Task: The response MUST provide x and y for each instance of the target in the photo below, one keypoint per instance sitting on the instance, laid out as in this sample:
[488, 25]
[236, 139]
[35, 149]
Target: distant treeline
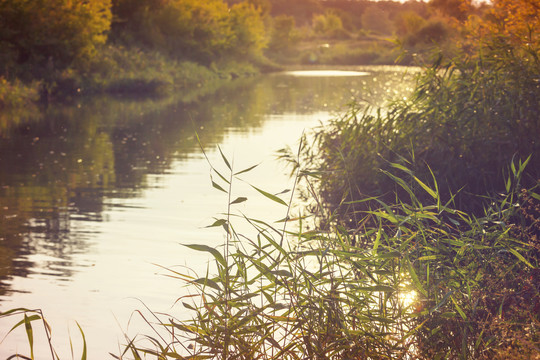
[39, 37]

→ SHORT PROBLEM
Print the listing above word for word, keeping every line unchanged, but leave out the pictures.

→ ANSWER IN FULL
Task: The response MUST provide x and y for each instance of the target in the photo below, one keypoint per instance sitting on the instance, laid out as in this sample:
[488, 25]
[236, 139]
[35, 149]
Target: distant treeline
[39, 37]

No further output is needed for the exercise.